Count the lines in the records below that contain the word "ceiling". Reply with the number alone.

---------- INFORMATION PROVIDED ----------

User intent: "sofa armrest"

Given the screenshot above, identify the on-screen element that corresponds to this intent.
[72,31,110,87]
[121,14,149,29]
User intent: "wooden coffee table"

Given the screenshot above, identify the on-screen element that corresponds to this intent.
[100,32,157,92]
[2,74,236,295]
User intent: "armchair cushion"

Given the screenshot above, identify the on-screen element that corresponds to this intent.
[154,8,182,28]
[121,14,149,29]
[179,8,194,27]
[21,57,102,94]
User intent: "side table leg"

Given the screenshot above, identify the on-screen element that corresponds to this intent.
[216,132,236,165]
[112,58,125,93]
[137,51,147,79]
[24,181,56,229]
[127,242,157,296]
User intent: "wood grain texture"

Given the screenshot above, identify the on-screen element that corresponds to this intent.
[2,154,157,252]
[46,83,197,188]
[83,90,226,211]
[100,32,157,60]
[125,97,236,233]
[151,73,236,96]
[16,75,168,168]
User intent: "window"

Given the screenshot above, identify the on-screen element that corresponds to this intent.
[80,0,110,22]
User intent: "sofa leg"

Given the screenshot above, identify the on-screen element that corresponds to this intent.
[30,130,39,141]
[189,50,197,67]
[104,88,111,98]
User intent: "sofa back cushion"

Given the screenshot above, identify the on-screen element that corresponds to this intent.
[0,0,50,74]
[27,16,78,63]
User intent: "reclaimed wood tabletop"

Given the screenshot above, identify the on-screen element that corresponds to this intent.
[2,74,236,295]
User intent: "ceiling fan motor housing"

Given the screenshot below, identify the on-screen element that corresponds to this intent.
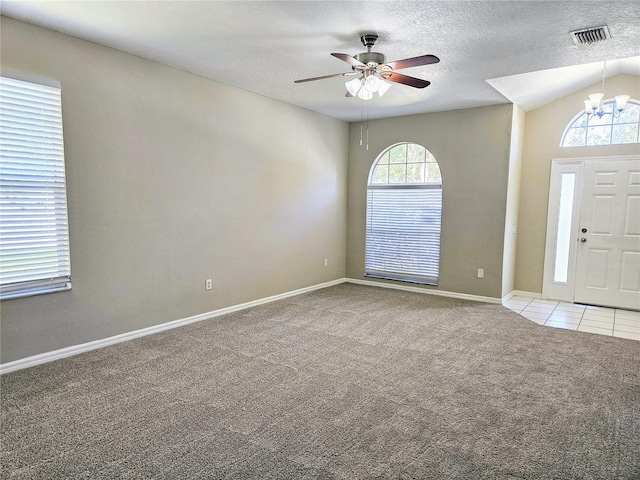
[353,52,387,65]
[353,33,387,68]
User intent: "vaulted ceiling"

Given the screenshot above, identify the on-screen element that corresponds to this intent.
[0,0,640,121]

----------

▶ **ANSWER TO THIS TASK**:
2